## Required task
Below are some records; reproduce every one of them exactly.

## Excerpted data
━━━━━━━━

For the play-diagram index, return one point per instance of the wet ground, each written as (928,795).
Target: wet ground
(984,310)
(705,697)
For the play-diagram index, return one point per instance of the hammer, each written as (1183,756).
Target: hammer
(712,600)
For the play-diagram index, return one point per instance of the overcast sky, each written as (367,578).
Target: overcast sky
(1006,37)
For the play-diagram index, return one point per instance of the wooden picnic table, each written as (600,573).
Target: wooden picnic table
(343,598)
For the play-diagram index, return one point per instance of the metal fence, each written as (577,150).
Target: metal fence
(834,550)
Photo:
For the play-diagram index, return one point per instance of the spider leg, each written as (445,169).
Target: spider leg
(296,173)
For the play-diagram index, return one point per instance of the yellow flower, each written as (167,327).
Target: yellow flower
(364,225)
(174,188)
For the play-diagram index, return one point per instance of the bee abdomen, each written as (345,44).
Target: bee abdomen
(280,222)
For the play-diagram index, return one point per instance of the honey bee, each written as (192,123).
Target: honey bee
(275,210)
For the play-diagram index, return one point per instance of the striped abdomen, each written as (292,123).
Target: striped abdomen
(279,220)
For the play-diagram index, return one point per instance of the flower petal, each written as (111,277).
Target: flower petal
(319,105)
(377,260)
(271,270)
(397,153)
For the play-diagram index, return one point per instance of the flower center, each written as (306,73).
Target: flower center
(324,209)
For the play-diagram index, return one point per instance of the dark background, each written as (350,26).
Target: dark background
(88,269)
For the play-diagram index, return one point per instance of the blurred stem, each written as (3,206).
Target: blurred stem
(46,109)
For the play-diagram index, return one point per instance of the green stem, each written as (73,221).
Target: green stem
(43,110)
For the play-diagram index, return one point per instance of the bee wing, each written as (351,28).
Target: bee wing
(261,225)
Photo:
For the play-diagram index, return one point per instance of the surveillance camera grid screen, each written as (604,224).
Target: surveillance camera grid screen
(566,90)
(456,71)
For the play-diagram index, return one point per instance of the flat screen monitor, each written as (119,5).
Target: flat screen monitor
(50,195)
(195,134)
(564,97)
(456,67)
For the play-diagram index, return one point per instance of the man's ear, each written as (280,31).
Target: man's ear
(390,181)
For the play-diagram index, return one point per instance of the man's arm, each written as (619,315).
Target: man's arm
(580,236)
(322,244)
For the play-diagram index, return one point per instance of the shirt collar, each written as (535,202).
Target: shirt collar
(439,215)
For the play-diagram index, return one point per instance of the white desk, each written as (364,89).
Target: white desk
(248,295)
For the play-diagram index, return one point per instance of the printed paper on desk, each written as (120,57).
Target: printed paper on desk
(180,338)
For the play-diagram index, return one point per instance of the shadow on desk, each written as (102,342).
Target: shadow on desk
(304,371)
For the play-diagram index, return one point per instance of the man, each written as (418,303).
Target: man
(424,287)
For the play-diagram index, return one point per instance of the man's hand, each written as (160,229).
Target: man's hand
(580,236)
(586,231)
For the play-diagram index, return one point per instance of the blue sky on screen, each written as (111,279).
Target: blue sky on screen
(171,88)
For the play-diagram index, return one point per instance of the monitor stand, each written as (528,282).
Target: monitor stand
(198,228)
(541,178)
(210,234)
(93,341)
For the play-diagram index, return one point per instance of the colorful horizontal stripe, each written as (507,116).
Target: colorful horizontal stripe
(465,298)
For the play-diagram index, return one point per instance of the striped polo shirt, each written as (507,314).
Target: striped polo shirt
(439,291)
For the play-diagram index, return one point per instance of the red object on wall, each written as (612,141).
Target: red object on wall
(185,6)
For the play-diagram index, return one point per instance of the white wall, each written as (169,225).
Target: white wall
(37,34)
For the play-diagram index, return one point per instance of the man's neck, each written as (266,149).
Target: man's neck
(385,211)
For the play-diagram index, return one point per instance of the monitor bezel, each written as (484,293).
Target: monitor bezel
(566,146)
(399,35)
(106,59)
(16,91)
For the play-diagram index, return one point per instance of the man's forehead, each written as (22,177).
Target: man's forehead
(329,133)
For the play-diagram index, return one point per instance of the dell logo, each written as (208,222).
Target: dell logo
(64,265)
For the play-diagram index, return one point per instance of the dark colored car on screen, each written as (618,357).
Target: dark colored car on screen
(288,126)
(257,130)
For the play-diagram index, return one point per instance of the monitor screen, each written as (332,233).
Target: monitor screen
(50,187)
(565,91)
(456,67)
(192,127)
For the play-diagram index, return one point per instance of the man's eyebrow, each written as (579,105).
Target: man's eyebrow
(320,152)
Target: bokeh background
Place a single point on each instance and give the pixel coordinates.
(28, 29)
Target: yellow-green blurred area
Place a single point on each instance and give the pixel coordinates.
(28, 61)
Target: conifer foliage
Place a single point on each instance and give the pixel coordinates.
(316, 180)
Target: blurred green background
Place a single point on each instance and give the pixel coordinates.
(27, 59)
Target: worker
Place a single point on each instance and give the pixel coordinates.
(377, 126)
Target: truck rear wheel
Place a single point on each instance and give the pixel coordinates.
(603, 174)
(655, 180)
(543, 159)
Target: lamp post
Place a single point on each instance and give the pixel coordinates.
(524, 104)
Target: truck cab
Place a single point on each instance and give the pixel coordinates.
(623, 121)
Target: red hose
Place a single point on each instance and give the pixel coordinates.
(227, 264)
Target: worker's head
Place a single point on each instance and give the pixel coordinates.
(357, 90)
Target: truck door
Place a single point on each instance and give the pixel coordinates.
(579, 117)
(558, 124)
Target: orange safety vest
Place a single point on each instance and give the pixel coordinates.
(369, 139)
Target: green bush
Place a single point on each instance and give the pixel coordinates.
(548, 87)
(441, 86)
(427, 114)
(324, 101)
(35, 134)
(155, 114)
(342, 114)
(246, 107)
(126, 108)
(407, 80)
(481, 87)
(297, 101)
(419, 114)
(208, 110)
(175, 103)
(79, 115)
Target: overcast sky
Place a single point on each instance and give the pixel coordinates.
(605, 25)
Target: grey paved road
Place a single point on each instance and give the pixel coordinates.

━━━━━━━━

## Task output
For the play-diagram index, return one point per instance of the wet ground, each written as (928,795).
Target: wet ground
(984,310)
(705,697)
For the play-diagram index, return one point per instance of the hammer, each written as (1183,756).
Target: hammer
(712,600)
For the play-diagram index, return one point per instance of the overcast sky, each written as (367,578).
Target: overcast sky
(1006,37)
For the play-diagram index, return one point per instance of the wooden picnic table, each written as (600,573).
Target: wooden picnic table
(343,598)
For the play-diagram index, return one point per instance of the metal fence, each written as (577,150).
Target: metal fence
(834,550)
Photo:
For the play-diagram index, return one point per instance of the spider leg, each written as (445,169).
Target: spider leg
(296,173)
For the play-diagram index, return one point per instance of the yellow flower, each written as (167,327).
Target: yellow flower
(364,225)
(174,188)
For the play-diagram index, return one point per instance of the bee abdomen, each written as (345,44).
Target: bee abdomen
(280,222)
For the play-diagram index, return one point per instance of the honey bee, each written as (192,123).
Target: honey bee
(275,210)
For the play-diagram index, return one point per instance of the striped abdomen, each written as (292,123).
Target: striped abdomen
(279,220)
For the play-diagram index, return one point per instance of the flower petal, each written as (111,277).
Target: flower petal
(319,105)
(377,260)
(271,270)
(397,153)
For the play-diagram index, return one point per instance of the flower center, each written as (306,73).
Target: flower center
(324,209)
For the play-diagram index, return one point per instance of the dark background, each written as (350,26).
Target: dark background
(88,269)
For the play-diagram index, return one point per instance of the blurred stem, each written as (3,206).
Target: blurred stem
(46,109)
For the play-diagram index, return one point per instance of the green stem, each written as (73,221).
Target: green stem
(43,110)
For the play-diagram index, return one point per instance of the bee wing, each written as (351,28).
Target: bee wing
(261,225)
Photo:
For the play-diagram index, return one point per instance of the surveillance camera grid screen, each written as (604,224).
Target: surveillance camera grid screen
(566,90)
(456,71)
For the play-diagram index, return one point per instance of the flat screen monitor, each written as (119,5).
Target: flat screen monitor
(50,195)
(195,134)
(564,97)
(456,67)
For the play-diagram index, return one point per instance of the man's ear, each written as (280,31).
Target: man's ear
(390,181)
For the play-diagram index, return one point per instance of the man's arm, each written as (619,315).
Target: man's arm
(580,236)
(322,244)
For the play-diagram index, return one point per instance of the shirt collar, each written as (535,202).
Target: shirt collar
(439,215)
For the play-diagram index, return one point per instance of the white desk, each written as (364,89).
Target: white desk
(248,295)
For the play-diagram index, return one point per instance of the printed paper on desk, each written as (120,57).
Target: printed paper on desk
(180,338)
For the play-diagram index, return one point per instance of the shadow on desk, each written as (102,342).
Target: shadow on desk
(304,371)
For the play-diagram index, return one point per instance of the man, each written as (418,303).
Target: man
(424,287)
For the play-diagram index, return one point per instance of the man's hand, each written as (160,229).
Target: man's hand
(580,236)
(586,231)
For the play-diagram index, return one point per instance of the blue sky on screen, each written as (111,279).
Target: blue sky on screen
(171,88)
For the play-diagram index, return one point per instance of the monitor stand, each written as (528,282).
Target: monitor stand
(198,228)
(541,178)
(210,234)
(93,341)
For the play-diagram index, return one point per instance of the colorful horizontal stripe, each written as (507,116).
Target: colorful horizontal stripe
(465,298)
For the play-diagram index, return one point per instance of the striped polo shirt, each written as (507,314).
Target: striped polo shirt
(439,291)
For the play-diagram index, return one point per instance of the red object on wall, each written as (612,141).
Target: red object on wall
(185,6)
For the play-diagram index, return one point per instance of the white wall, each written as (169,225).
Target: white wall
(37,34)
For the play-diagram index, return one point per instance of the man's neck, each written as (266,149).
Target: man's neck
(385,211)
For the play-diagram index, return one point per instance of the monitor bezel, each written as (484,293).
Target: monitor bezel
(566,146)
(399,35)
(106,59)
(16,91)
For the play-diagram index, return one point per instance of the man's forehead, each written as (22,177).
Target: man's forehead
(329,133)
For the play-diagram index, return one point per instance of the dell logo, each written as (208,222).
Target: dell logo
(64,265)
For the play-diagram index, return one point per instance of the dark colored car on screen, each written as (618,357).
Target: dark colored car on screen
(288,126)
(257,130)
For the play-diagram index, return one point per instance of the monitor screen, each written as (332,233).
Target: monitor screen
(50,187)
(565,91)
(456,67)
(192,127)
For the play-diagram index, return one point per instance of the man's eyebrow, each written as (579,105).
Target: man's eyebrow
(320,152)
Target: bokeh background
Place a single point on each instance and give the pixel coordinates.
(28, 29)
Target: yellow-green blurred area
Place a single point on each instance and give the pixel coordinates.
(28, 61)
Target: conifer foliage
Place a single point on each instance and give the pixel coordinates.
(316, 180)
Target: blurred green background
Place a single point on each instance and give the pixel coordinates.
(27, 59)
Target: worker
Place a single point on each instance and give the pixel coordinates.
(377, 126)
Target: truck rear wheel
Place a single point on each instance and give the pixel coordinates.
(603, 174)
(655, 180)
(543, 159)
Target: lamp post
Place a single point on each instance and give the pixel coordinates.
(524, 104)
Target: truck cab
Place a single point on each instance and give the pixel coordinates.
(623, 121)
Target: red hose
Place a single point on each instance and give the pixel coordinates.
(227, 264)
Target: worker's head
Place a single point on each instance and give the pixel coordinates.
(357, 90)
Target: truck door
Place a single point on each instance and give the pixel coordinates.
(579, 117)
(558, 124)
Target: orange safety vest
Place a single point on each instance and give the pixel coordinates.
(369, 139)
Target: green bush
Place a single point on each instance and give the pixel coordinates.
(548, 87)
(441, 86)
(427, 114)
(324, 101)
(35, 134)
(155, 114)
(342, 114)
(246, 107)
(126, 108)
(407, 80)
(481, 87)
(297, 101)
(419, 114)
(208, 110)
(175, 103)
(79, 115)
Target: overcast sky
Place a single point on each instance and give the pixel coordinates.
(605, 25)
Target: grey paved road
Place a single point on each instance and give the pixel coordinates.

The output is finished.